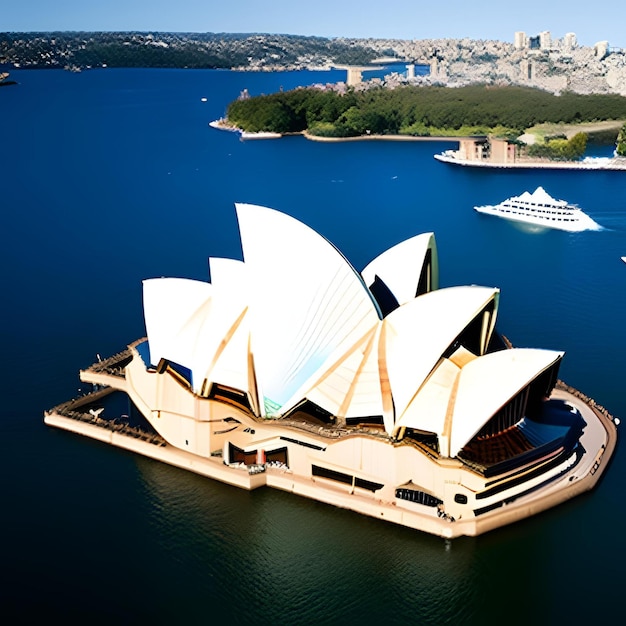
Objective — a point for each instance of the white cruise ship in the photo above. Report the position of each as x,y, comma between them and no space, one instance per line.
541,209
378,391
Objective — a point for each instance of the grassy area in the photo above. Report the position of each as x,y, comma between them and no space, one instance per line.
598,132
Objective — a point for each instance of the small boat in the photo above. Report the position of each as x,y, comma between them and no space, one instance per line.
541,209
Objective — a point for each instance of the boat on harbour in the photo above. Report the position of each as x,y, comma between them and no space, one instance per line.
541,209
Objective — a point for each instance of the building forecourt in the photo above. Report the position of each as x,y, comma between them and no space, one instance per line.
375,391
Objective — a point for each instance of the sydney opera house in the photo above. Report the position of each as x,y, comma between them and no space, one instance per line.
376,391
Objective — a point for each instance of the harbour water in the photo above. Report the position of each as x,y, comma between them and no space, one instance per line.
113,176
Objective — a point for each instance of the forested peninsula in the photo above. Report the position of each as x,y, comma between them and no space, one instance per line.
419,111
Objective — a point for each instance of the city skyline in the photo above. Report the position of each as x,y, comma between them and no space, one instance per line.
398,19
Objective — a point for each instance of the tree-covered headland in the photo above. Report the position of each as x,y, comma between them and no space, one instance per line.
427,111
621,141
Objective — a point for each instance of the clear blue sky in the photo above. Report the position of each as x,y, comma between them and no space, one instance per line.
402,19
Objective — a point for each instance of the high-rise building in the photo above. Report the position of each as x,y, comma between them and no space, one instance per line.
545,40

::::::

■ WHAT THE TASK REQUIRES ■
Go through the material above and repeat it exactly. Omit the pictures.

■ WORKED SOLUTION ■
Objective — a point for each instance of the white cruise ship in the photo above. Report the position of each as x,y, comma between them and no space, one instance per line.
541,209
378,391
Objective — a point for each instance of the grassy area in the photo above. Report the position of each as x,y, comma between them and no space, one instance per line.
598,132
Objective — a point for each instance of the small boat in the photo above. Report the position of each as x,y, comma between them and no space, one instance per line.
541,209
Objective — a point for each instance of the boat on harbour in the photo above. Report the position of each as x,y, comma between them and no space, one instance per line.
541,209
Objective — a point for each instance of the building forecourt in the photo above. Report the position of each as x,y, comma between them and no space, one instance per line.
375,391
Objective — a point for each instance of the sydney opera house in the photo above. Report the position of each as x,y, comma between them and no space, one instance per line.
376,391
Objective — a point for each instance of the harbour water in the photo above. Report the position of each as x,y, comma between them and no space, one instance per line.
113,176
Objective — a point for each instance of the forested peninsula in the photo above. Report the position of each as x,y, comma between them and no space, one instance per line.
419,111
Objective — a point for each instance of the city skyline in the photo above. Report the position of each as x,y, comma between them and no space, one instance per line.
398,19
Objective — a point for each instance of the tree-covered headland in the photo above. Report the position of each as x,y, comma between them and no space, one instance per line.
427,111
621,141
Objective — a point for each instance of the clear blue sky in the photo above. Report the position of each as x,y, comma between them and no space, one instance per line.
402,19
Objective — a point for each instance of the high-rise building in the photo above. Report the position of each as x,y, comma between them and no space, one instance per line.
545,40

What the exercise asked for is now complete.